*Required action*
Pick up the abstract on erythropoietin below at the point where it stops, and continue writing it from its last sentence.
### Text passage ###
Az erythropoetin szénhidrát-anyagcserére kifejtett hatása és az erythropoetin-rezisztencia
Abstract
The glycoprotein hormone erythropoietin (EPO) was first identified as the key regulator of red blood cell differentiation and maturation. EPO is synthesized by the kidney peritubular interstitial cells; typically, the lack of EPO production associated with chronic kidney disease results in hypoproliferative anemia. While much of our understanding of the role of EPO is related to promoting erythropoiesis, accumulating evidence demonstrates that EPO is more ubiquitous possessing non-erythroid biological actions, thus affecting different cellular functions in multiple cell systems. EPO-receptor (EPO-R) is a member of the cytokine-receptor superfamily involving the activation of downstream effectors via PKB/Akt, p44/42 ERK, and JAK/STAT pathways. Expression of EPO-R has been demonstrated in numerous cell types in the nervous system e.g., brain capillary endothelial cells, hippocampal and cortical neurons, human neurons, astrocytes, and microglia as well as in the pancreatic islets [1][2][3][4][5]. It has been reported that EPO inhibited apoptosis in breast cancer cells via the PKB/Akt pathway [6]. Administration of EPO protected neurons against cell death and promoted post-stroke recovery in experimental models of stroke and cerebral ischemia. It has been shown that EPO reduced the accumulation of lipids in foam cells and suppressed the progression of atherosclerosis [7]. Hojman et al. showed that EPO led to an increased fat oxidation in striated muscles and prevented diet-induced obesity [8].
### Supplied material ###
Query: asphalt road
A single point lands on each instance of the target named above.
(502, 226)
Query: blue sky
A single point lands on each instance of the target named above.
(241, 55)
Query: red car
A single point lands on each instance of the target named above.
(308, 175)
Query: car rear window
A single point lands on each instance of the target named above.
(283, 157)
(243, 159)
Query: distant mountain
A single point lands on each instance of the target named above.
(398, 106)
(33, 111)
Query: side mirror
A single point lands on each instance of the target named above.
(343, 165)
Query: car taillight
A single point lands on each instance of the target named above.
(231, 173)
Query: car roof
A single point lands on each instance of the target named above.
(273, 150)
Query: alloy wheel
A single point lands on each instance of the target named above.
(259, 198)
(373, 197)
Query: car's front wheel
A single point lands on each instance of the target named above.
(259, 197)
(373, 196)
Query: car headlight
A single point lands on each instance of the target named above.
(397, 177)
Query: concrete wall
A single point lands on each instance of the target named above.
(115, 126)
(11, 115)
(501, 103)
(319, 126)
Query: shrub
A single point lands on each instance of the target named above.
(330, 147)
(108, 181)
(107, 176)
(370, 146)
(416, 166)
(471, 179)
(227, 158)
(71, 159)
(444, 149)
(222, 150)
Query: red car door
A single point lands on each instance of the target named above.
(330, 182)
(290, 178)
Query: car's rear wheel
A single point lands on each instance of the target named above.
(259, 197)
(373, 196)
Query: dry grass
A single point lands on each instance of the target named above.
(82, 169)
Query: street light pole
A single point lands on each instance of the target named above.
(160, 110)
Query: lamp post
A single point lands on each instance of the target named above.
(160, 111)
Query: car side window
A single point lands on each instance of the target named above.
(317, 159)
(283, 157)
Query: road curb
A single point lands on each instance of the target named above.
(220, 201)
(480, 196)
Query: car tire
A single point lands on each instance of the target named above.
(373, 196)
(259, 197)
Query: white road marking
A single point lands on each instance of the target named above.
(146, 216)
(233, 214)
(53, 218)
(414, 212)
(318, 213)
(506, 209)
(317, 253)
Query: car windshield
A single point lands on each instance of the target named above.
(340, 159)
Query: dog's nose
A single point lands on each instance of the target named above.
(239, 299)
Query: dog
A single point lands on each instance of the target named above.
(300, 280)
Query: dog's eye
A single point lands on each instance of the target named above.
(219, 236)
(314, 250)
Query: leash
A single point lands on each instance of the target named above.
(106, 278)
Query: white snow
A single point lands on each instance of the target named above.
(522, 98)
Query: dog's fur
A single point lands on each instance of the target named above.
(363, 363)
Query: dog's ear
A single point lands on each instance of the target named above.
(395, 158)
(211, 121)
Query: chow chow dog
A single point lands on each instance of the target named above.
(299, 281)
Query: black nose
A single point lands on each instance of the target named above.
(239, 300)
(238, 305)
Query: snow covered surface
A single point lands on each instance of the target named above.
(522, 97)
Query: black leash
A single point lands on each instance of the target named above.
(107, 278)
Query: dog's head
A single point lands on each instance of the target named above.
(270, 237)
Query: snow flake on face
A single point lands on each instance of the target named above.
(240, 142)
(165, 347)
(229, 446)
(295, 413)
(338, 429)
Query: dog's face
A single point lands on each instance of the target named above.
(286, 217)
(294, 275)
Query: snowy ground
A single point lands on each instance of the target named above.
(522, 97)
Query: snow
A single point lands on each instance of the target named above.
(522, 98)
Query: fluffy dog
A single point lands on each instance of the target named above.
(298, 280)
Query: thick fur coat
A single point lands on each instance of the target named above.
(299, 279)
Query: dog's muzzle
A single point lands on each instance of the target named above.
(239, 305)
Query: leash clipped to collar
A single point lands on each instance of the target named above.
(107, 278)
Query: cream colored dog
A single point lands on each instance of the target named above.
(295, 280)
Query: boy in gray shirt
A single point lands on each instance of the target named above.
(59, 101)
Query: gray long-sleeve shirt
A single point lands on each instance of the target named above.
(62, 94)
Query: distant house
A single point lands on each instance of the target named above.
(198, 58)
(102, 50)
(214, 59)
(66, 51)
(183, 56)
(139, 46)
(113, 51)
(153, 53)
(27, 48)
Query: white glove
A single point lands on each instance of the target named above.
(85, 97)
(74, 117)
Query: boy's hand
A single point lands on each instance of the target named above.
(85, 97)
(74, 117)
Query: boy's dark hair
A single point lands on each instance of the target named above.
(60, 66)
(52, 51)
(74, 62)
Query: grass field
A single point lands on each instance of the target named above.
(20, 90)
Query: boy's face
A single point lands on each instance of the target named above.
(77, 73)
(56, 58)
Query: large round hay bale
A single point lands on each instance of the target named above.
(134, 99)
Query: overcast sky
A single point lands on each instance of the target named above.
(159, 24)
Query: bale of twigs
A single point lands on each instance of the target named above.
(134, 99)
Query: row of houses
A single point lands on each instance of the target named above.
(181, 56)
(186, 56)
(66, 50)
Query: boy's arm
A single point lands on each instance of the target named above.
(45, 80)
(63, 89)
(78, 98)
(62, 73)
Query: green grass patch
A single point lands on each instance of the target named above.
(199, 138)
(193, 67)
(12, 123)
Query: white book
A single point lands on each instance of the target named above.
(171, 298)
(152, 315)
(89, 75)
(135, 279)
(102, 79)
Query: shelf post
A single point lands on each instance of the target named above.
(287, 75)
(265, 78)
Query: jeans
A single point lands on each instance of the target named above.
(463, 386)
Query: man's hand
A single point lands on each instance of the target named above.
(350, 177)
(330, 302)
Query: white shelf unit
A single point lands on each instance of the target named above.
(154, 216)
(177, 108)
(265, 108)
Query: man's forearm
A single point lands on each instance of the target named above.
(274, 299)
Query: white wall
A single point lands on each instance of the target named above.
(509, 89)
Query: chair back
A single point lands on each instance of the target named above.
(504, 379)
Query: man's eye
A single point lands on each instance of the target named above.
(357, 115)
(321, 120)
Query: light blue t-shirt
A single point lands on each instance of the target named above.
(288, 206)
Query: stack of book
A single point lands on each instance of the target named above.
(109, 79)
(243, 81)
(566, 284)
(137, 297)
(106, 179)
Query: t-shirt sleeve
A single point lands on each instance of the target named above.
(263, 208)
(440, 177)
###
### Supplied material ###
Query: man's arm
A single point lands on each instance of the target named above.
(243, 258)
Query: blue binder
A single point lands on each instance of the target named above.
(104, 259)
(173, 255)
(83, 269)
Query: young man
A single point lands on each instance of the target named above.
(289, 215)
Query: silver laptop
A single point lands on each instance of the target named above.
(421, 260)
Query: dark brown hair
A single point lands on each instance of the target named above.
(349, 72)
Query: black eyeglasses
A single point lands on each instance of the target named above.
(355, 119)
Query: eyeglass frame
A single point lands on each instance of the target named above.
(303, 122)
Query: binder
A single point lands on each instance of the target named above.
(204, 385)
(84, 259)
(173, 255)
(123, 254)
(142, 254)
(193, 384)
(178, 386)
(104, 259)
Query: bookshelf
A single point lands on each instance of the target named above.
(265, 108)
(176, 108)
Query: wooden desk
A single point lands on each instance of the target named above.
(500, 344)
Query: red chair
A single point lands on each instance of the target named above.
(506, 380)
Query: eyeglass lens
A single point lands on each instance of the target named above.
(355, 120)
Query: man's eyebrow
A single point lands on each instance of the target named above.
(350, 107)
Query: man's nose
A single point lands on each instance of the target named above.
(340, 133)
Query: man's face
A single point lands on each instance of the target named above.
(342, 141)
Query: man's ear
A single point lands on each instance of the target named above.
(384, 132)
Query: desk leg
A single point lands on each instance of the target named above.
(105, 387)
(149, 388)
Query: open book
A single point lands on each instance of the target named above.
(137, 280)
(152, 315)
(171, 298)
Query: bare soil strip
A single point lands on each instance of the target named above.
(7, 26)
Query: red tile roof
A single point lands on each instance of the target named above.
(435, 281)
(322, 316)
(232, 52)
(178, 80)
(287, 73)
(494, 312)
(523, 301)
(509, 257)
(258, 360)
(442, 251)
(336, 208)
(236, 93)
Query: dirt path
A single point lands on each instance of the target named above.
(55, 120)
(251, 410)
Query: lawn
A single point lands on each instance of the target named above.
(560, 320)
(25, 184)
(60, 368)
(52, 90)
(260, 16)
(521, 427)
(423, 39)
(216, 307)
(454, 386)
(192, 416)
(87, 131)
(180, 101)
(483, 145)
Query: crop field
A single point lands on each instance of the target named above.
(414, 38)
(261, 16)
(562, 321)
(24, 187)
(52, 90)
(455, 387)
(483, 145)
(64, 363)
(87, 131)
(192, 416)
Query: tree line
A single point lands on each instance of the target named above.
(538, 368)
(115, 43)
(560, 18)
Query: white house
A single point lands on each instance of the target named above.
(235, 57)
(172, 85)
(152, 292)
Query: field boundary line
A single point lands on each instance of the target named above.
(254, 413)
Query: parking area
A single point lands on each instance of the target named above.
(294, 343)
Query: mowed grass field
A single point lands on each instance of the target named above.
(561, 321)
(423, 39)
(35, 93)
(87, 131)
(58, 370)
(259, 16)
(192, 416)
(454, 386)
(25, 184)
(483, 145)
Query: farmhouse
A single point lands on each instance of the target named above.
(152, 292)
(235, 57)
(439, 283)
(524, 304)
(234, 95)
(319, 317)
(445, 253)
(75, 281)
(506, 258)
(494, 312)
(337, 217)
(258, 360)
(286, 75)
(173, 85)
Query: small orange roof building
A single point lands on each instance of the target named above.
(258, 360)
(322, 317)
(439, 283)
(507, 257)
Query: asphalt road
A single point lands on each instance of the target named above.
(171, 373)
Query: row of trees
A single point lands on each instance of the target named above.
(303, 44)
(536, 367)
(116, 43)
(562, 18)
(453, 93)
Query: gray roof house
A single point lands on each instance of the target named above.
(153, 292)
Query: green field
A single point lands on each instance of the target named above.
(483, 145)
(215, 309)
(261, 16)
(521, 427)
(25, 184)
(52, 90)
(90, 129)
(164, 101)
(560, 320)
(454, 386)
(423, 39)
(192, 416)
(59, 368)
###
*Expected answer*
Based on unpublished data, we found that introduction of r-hu-EPO therapy markedly decreased fructosamine levels in two patients with type 2 diabetes mellitus within the 2-4 months after post-injection, indicative of better glycemic-status [fructosamine (μmol/l) 372 to 321 and 464 to 428]. We concluded, that introduction of EPO-therapy ameliorates glycaemic state. Although consequences of sustained EPO treatment are well described, to date, results have been lacking on the acute glucose lowering effect of EPO. The major aim of present study was to investigate the acute changes in blood glucose levels after EPO administration in vivo. Moreover, we purposed to determine in adipocytes the effect of EPO on cellular glucose uptake and intracellular signaling events under normal and high glucose conditions, as well as the effect of EPO on glucose transporter 4 (GLUT4) trafficking to the plasma membrane using 3T3-L1 cells.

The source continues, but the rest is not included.